====== Material provided

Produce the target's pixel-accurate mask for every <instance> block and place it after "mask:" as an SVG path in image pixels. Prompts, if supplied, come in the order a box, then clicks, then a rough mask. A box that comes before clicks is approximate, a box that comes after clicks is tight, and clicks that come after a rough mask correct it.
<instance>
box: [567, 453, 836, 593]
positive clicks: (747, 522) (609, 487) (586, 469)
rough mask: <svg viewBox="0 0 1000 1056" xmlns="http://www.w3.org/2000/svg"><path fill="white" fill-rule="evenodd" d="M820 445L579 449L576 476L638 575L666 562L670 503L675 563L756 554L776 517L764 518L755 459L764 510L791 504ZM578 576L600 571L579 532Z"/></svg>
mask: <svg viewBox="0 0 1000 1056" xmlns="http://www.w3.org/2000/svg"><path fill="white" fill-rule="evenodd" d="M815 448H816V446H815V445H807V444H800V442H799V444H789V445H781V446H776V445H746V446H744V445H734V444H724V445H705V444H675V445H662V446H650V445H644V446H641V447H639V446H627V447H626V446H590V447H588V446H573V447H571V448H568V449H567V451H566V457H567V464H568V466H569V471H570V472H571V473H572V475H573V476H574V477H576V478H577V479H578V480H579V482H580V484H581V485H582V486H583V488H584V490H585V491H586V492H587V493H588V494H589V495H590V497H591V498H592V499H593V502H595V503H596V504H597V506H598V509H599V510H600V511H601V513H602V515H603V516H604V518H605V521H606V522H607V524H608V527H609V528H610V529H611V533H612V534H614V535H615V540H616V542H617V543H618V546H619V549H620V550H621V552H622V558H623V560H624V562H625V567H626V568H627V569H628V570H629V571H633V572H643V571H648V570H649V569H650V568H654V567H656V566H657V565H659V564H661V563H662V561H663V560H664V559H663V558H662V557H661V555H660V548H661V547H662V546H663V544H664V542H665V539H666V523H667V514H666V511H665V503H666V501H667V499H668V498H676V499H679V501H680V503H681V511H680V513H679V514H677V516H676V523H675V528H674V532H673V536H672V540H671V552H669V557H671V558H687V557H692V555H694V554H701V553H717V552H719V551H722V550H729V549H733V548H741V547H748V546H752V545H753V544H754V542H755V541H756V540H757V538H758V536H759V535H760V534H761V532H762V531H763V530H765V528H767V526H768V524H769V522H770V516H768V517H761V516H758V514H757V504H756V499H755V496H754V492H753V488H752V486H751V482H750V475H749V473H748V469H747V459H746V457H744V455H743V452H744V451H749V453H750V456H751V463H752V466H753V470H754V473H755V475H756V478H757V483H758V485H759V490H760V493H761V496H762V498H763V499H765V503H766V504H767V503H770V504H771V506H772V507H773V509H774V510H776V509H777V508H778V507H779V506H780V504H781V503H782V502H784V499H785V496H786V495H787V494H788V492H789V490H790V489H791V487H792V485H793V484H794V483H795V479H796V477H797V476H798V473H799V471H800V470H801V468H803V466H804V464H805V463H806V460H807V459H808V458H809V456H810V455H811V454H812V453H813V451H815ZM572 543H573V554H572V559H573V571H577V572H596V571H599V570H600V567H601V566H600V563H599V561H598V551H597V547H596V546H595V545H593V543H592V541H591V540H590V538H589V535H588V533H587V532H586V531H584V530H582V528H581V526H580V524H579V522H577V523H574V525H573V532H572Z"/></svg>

============
====== Material provided

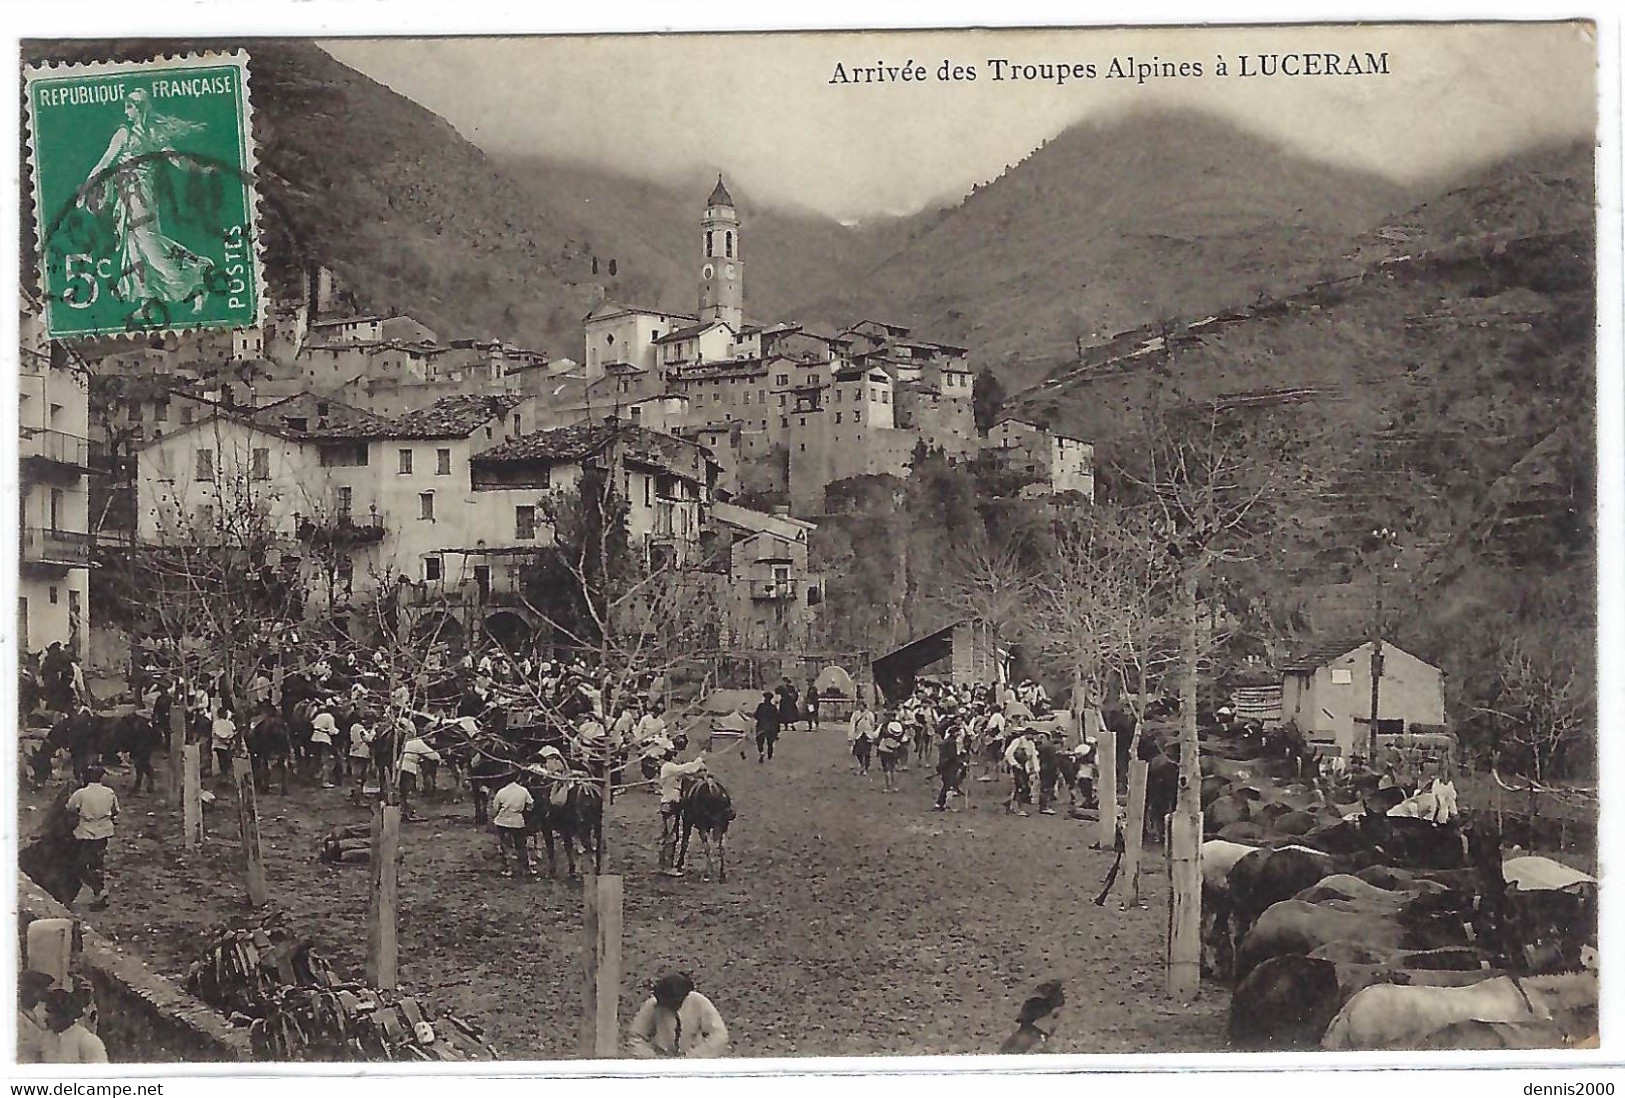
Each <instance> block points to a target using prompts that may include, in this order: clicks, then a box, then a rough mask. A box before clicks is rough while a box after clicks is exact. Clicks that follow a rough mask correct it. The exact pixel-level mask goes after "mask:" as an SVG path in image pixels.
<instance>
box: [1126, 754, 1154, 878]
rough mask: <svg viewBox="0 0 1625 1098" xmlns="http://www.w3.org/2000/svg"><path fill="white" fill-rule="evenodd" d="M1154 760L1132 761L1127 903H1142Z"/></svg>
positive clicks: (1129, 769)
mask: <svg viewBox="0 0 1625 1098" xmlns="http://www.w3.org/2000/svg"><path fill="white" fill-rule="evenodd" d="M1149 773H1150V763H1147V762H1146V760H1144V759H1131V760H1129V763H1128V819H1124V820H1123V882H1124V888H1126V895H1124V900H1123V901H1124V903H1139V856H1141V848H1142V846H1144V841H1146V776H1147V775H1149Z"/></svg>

============

▸ What the task asks
In the material above, transcribe exactly the lines beginning at the one with "Produce the target's" and ending at the one with "positive clicks: (747, 522)", both included.

▸ Written response
Produce the target's pixel-accurate mask for every <instance> block and place it after "mask:" as an SVG path in image pixels. Prompts, if supplied, come in the order a box, then clicks, then a rough mask. A box that comes before clicks is approximate, a box that comes after clicks is tight, and clicks that come after a rough mask correct it.
<instance>
box: [567, 453, 836, 593]
positive clicks: (747, 522) (609, 487) (586, 469)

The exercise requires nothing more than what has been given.